Which rows below contain the word "white"? Copy each of those rows in full.

-- Start of Data for this task --

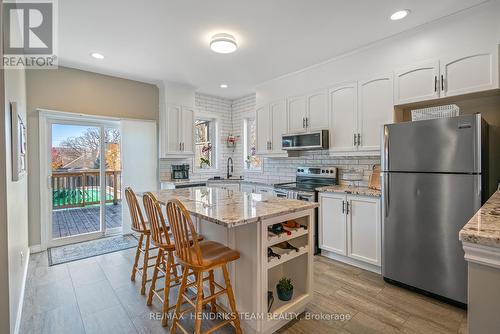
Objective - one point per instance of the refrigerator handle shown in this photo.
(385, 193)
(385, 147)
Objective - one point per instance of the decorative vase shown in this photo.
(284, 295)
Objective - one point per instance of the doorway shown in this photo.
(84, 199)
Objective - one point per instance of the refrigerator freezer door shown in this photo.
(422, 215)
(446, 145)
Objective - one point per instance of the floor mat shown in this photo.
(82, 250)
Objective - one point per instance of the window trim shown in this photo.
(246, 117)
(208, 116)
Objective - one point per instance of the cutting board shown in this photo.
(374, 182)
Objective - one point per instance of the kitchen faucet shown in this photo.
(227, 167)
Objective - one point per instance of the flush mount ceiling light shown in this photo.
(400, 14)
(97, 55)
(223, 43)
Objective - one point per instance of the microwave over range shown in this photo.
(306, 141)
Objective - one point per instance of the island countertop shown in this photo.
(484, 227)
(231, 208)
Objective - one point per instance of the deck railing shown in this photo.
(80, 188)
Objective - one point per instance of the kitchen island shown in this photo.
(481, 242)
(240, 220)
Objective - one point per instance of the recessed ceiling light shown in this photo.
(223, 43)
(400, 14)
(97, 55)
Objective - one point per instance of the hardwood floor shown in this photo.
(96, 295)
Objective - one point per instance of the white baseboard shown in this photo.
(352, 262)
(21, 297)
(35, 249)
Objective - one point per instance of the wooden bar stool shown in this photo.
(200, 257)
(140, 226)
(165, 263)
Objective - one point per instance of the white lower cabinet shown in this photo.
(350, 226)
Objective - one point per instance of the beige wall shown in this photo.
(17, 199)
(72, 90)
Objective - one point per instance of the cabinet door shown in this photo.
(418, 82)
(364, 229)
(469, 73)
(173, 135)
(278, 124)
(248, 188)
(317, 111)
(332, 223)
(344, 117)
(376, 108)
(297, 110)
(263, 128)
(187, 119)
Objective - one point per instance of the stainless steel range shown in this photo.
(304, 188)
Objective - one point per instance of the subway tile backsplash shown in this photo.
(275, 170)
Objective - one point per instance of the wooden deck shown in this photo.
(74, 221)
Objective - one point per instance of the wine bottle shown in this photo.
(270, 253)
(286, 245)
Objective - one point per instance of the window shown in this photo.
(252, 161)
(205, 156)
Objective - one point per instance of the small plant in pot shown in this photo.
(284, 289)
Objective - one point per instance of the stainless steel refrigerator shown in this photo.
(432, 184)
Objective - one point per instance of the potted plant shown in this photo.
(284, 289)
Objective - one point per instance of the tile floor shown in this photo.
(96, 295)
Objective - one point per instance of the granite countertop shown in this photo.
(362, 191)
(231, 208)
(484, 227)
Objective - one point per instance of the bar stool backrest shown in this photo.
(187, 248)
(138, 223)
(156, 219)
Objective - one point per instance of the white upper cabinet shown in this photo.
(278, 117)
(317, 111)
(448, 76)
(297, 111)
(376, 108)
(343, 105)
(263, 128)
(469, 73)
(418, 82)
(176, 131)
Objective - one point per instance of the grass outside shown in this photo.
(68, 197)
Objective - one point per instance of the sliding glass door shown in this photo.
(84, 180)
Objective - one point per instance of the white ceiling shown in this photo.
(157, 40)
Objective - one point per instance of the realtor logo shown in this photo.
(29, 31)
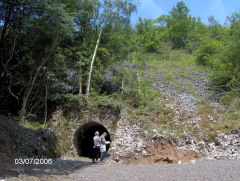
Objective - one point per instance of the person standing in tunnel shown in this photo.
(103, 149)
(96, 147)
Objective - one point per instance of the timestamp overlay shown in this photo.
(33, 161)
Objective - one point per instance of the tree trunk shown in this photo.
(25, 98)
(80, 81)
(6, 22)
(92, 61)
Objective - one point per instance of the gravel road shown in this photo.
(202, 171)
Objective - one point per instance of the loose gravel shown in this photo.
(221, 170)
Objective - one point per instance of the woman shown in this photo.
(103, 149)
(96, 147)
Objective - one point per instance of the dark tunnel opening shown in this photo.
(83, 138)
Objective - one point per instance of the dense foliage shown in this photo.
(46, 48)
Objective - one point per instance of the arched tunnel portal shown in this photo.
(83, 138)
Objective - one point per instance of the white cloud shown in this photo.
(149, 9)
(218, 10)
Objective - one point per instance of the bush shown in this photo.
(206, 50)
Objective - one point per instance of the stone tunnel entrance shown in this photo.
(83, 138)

-- End of Data for this task --
-- Start of Data for this task --

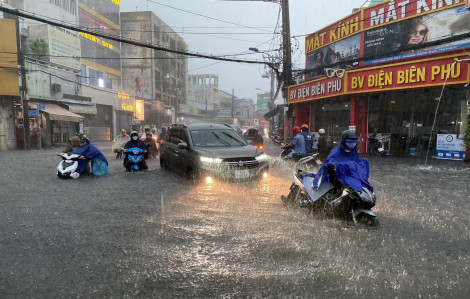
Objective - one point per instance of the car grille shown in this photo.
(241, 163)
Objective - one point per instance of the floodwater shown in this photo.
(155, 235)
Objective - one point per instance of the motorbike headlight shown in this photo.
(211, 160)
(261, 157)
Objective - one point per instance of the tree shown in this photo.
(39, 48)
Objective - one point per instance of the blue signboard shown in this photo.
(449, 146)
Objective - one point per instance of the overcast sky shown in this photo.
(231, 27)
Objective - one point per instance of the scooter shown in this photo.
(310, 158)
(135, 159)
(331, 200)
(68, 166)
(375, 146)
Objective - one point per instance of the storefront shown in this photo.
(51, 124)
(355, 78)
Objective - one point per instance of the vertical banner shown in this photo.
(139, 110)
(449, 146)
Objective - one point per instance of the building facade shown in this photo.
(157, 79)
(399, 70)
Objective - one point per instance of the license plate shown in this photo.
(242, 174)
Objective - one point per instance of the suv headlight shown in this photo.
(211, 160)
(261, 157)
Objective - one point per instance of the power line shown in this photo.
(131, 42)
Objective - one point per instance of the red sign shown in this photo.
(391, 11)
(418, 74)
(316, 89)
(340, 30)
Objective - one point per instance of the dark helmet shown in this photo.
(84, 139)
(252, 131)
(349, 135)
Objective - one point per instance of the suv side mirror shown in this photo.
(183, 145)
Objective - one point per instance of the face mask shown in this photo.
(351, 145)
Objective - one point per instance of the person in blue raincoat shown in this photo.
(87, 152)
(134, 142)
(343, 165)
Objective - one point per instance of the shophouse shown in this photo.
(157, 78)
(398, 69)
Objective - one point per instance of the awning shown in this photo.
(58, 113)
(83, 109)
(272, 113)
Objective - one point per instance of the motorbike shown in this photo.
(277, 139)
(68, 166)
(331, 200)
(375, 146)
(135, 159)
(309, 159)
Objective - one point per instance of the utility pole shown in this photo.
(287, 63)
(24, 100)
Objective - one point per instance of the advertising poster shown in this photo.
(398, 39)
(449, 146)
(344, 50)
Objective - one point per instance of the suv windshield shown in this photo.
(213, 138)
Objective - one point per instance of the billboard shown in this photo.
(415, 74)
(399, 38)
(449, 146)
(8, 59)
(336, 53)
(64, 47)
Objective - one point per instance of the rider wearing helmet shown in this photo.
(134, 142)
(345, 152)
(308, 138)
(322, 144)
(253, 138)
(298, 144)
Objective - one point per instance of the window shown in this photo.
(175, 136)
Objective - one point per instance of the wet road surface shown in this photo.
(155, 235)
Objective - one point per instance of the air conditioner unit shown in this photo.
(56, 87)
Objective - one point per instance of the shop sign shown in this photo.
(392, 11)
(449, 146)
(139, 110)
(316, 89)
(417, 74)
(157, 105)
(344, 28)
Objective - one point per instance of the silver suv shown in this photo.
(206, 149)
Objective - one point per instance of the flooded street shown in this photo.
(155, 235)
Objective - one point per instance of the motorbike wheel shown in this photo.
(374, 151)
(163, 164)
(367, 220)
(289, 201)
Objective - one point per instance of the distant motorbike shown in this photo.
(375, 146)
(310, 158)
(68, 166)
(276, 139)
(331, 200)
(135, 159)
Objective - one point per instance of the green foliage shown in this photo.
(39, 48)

-- End of Data for this task --
-- Start of Data for this task --

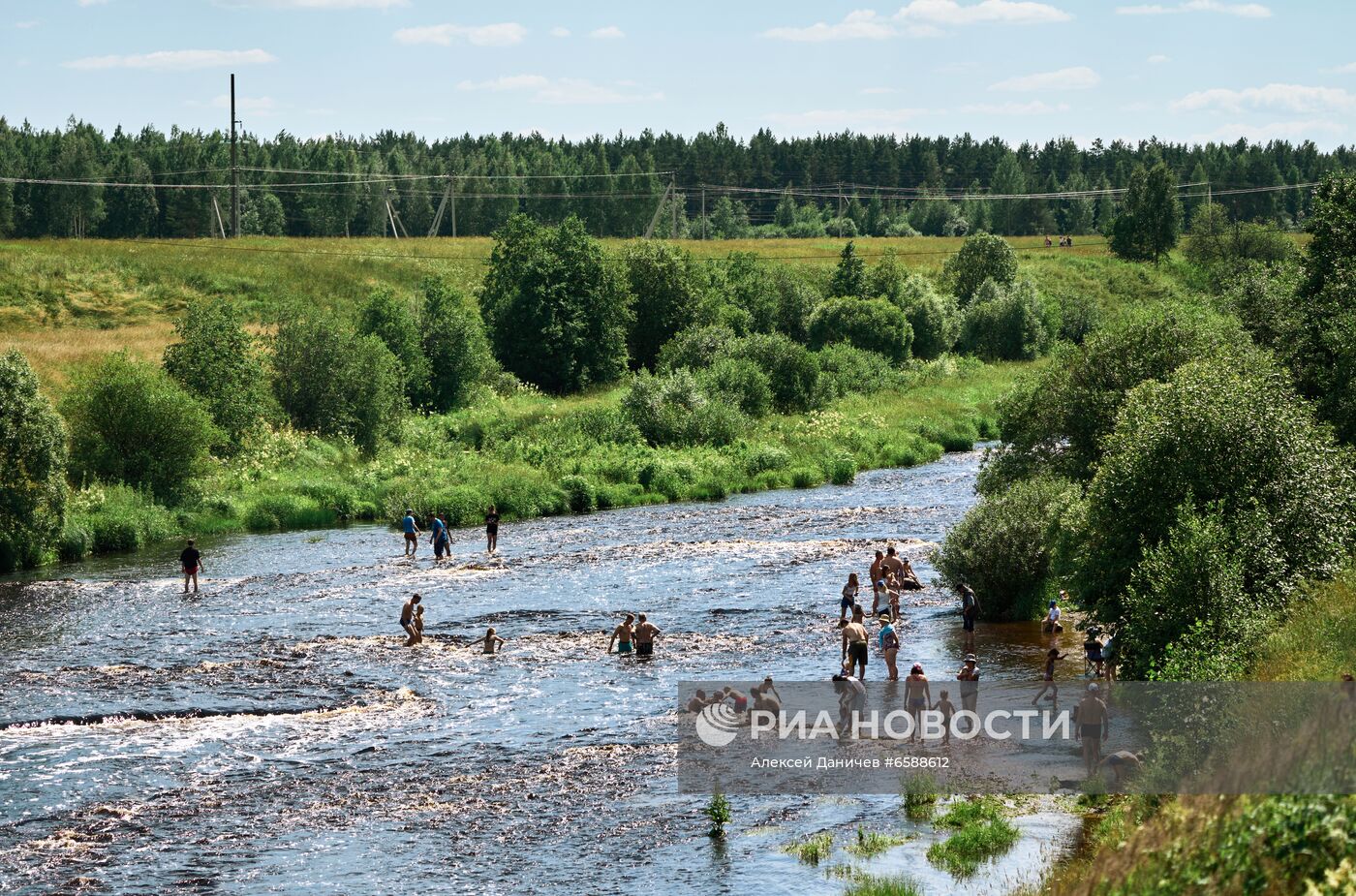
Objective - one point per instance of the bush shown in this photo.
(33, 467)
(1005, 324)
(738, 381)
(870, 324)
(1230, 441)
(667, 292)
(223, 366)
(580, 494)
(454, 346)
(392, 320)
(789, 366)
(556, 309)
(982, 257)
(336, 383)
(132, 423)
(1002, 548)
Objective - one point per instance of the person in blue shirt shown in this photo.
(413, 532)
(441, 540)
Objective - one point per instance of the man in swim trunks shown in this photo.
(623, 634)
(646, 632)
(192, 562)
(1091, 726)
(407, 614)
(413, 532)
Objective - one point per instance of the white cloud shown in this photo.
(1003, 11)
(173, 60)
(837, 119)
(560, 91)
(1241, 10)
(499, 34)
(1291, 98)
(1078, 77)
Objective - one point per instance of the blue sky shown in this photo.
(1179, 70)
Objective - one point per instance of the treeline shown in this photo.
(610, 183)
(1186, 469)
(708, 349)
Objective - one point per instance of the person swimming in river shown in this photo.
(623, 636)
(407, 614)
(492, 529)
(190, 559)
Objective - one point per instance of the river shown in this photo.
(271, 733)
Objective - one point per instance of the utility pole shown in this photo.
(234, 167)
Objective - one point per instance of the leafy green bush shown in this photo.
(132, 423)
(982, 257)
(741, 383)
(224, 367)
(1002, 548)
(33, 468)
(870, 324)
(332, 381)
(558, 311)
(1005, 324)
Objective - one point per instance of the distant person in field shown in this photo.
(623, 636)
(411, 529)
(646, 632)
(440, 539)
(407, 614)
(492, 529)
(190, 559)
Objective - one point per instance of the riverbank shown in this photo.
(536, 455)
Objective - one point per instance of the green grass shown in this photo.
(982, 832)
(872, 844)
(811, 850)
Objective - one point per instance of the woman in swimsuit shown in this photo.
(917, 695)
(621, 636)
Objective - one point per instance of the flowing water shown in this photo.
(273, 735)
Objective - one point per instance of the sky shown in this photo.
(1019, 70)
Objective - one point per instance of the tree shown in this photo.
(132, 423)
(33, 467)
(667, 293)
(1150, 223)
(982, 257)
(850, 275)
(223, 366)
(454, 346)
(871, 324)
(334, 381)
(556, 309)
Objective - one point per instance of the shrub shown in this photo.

-- End of Data for this task --

Task output =
Objective - one point per instance of the white baseboard shown in this photo.
Objective - one point per instance of the white lower cabinet shown in this photo.
Objective - one point per instance of the white upper cabinet shown in this photo.
Objective - one point per instance of the white ceiling shown in this photo.
Objective - one point per instance of the white cloud shown in this photo.
Objective - one point per instance of the white cloud shown in this photo.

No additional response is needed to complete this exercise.